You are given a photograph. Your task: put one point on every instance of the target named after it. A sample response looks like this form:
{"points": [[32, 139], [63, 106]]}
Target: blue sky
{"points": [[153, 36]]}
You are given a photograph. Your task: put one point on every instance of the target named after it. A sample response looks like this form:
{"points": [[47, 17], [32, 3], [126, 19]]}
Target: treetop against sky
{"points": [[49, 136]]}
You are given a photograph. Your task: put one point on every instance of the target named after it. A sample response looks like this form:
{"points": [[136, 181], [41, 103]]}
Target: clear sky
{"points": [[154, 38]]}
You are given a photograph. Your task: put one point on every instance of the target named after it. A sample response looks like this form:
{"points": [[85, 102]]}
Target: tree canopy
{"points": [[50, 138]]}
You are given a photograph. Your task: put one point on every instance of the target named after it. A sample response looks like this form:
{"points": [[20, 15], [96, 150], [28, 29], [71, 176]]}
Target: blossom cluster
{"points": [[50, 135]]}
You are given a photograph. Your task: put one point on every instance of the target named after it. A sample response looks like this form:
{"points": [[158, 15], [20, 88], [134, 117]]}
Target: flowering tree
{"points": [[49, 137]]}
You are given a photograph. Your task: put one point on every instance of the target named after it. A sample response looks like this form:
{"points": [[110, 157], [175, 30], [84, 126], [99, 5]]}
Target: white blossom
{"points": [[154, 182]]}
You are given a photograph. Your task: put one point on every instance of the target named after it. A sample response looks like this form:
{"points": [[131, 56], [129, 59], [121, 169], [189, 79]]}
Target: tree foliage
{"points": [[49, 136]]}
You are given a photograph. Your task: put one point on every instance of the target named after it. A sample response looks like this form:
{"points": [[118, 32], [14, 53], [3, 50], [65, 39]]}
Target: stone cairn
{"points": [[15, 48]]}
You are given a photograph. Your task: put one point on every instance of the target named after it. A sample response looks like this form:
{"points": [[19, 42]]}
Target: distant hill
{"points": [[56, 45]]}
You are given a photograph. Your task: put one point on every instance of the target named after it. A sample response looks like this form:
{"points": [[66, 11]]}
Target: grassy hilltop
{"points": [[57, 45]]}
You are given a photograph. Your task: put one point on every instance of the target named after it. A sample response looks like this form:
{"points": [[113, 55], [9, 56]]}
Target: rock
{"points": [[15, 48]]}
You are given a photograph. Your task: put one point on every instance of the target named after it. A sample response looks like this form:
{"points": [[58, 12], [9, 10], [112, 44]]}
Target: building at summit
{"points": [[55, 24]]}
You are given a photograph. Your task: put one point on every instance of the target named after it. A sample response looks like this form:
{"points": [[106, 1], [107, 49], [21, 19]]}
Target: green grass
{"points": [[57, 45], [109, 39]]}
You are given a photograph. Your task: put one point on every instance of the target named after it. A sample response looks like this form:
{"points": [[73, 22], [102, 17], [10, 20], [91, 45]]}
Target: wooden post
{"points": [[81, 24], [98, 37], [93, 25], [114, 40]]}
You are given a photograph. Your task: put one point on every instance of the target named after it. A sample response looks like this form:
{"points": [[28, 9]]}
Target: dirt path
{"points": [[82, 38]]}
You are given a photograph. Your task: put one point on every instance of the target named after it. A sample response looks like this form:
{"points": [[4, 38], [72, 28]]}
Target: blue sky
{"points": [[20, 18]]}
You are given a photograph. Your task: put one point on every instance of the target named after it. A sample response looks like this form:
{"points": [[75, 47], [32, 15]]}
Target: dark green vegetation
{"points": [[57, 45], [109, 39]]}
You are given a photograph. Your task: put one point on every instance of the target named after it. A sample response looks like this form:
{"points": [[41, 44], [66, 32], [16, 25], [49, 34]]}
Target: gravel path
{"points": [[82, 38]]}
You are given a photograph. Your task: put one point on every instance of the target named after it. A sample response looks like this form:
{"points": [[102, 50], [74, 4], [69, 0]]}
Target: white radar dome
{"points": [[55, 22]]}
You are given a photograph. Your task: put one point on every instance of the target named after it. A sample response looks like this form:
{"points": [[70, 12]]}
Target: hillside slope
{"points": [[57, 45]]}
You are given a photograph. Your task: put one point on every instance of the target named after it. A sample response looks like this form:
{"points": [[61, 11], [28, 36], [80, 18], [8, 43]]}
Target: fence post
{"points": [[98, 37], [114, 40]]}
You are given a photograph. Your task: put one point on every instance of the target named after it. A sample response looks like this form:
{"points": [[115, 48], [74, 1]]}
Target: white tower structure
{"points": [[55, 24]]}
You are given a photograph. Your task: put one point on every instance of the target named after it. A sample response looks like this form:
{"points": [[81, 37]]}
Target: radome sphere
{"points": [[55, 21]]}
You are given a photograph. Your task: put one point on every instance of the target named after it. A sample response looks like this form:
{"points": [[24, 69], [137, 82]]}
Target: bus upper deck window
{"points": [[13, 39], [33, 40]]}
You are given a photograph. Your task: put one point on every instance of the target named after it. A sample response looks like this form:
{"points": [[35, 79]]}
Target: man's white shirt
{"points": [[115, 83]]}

Assigned task: Your task is to restate every record word for word.

Response area:
You are given a photograph. Your task: put one point on every instance of the target named after it. A sample response looks like this form:
{"points": [[32, 139], [63, 106]]}
Target: blue sky
{"points": [[153, 36]]}
You are given a photograph. Your task: put one point on every instance of the target named after it. A sample response looks like this form:
{"points": [[47, 17], [32, 3], [126, 19]]}
Target: treetop against sky
{"points": [[49, 136]]}
You are given a photograph. Your task: put one point on every instance of the target named after it. A sample response looks like this form:
{"points": [[136, 181], [41, 103]]}
Target: clear sky
{"points": [[154, 38]]}
You are given a photograph. Your task: put one point on every instance of the target named after it. A sample response looks like this form:
{"points": [[85, 102]]}
Target: tree canopy
{"points": [[50, 138]]}
You are given a photograph. Your task: put one point on every instance of the target named after it. A sample response looks like this form:
{"points": [[20, 15], [96, 150], [28, 29], [71, 176]]}
Target: blossom cluster
{"points": [[50, 135]]}
You are given a photograph. Your task: put one point on every instance of the target named after it. A sample response looks like this form:
{"points": [[158, 15], [20, 88], [134, 117]]}
Target: flowering tree
{"points": [[49, 137]]}
You are given a photograph. Your task: put one point on every instance of the target named after it. A sample response looks like this form:
{"points": [[110, 157], [175, 30], [84, 126], [99, 5]]}
Target: white blossom
{"points": [[154, 182]]}
You are given a photograph. Your task: put one point on every instance of the target named after it. A sample response looks like this form:
{"points": [[131, 56], [129, 59], [121, 169], [189, 79]]}
Target: tree foliage
{"points": [[49, 136]]}
You are given a photograph. Your task: put one point on every instance of the target named after it. A sample response looks like this form:
{"points": [[118, 32], [14, 53], [3, 50], [65, 39]]}
Target: stone cairn
{"points": [[15, 48]]}
You are given a photograph. Your task: put one point on every instance of the target named after it. A sample response looks like this form:
{"points": [[19, 42]]}
Target: distant hill
{"points": [[56, 45]]}
You are given a photograph. Your task: put one point on every instance of the target named after it. A sample response looks like this form:
{"points": [[66, 11]]}
Target: grassy hilltop
{"points": [[57, 45]]}
You are given a photograph. Your task: put one point on every instance of the target named after it. A sample response looks like this form:
{"points": [[113, 55], [9, 56]]}
Target: rock
{"points": [[15, 48]]}
You are given a photograph. Your task: put one point on every instance of the target named after it. A sample response looks like this form:
{"points": [[58, 12], [9, 10], [112, 44]]}
Target: building at summit
{"points": [[55, 24]]}
You are given a photograph. Your task: put one point on every instance of the target named after it. A sample response looks like this form:
{"points": [[106, 1], [107, 49], [21, 19]]}
Target: green grass
{"points": [[57, 45], [109, 39]]}
You are given a photograph. Your task: put one point on every instance of the target named after it. A sample response looks like this form:
{"points": [[73, 22], [102, 17], [10, 20], [91, 45]]}
Target: wooden post
{"points": [[81, 24], [98, 37], [93, 25], [114, 40]]}
You are given a photograph. Your task: put one point on every instance of the target named after it. A sample response looks like this form:
{"points": [[28, 9]]}
Target: dirt path
{"points": [[82, 38]]}
You are given a photograph. Your task: put one point on every instance of the target named after it. A sample response looks like this form:
{"points": [[4, 38], [72, 28]]}
Target: blue sky
{"points": [[20, 18]]}
You are given a photograph. Your task: put one point on every instance of the target named after it. A sample response looks like this form:
{"points": [[75, 47], [32, 15]]}
Target: dark green vegetation
{"points": [[57, 45], [109, 39]]}
You are given a photograph. Your task: put one point on every instance of the target named after it. A sample response looks like this form:
{"points": [[41, 44], [66, 32], [16, 25], [49, 34]]}
Target: gravel path
{"points": [[82, 38]]}
You are given a photograph. Your task: put one point on every instance of the target named after it. A sample response looks like this form:
{"points": [[102, 50], [74, 4], [69, 0]]}
Target: white radar dome
{"points": [[55, 22]]}
You are given a photograph. Your task: put one point on every instance of the target named after it. A sample response looks like this form:
{"points": [[70, 12]]}
Target: hillside slope
{"points": [[57, 45]]}
You are given a photograph. Your task: put one point on every instance of the target named after it. A sample response looks like this form:
{"points": [[61, 11], [28, 36], [80, 18], [8, 43]]}
Target: fence post
{"points": [[98, 37], [114, 40]]}
You are given a photograph. Your task: put one point on every instance of the target named after it. A sample response looks like this form:
{"points": [[115, 48], [74, 1]]}
Target: white tower structure
{"points": [[55, 24]]}
You are given a photograph. Your task: put one point on every instance of the target named after it. A sample response looks like this form:
{"points": [[81, 37]]}
Target: radome sphere
{"points": [[55, 21]]}
You are given a photograph. Your task: put one point on every instance of the target named after it. A sample response looks like this form:
{"points": [[24, 69], [137, 82]]}
Target: bus upper deck window
{"points": [[13, 39], [33, 40]]}
You are given a photograph. Your task: put one point on every instance of the target named after it. A sample response looks like this form:
{"points": [[35, 79]]}
Target: man's white shirt
{"points": [[115, 83]]}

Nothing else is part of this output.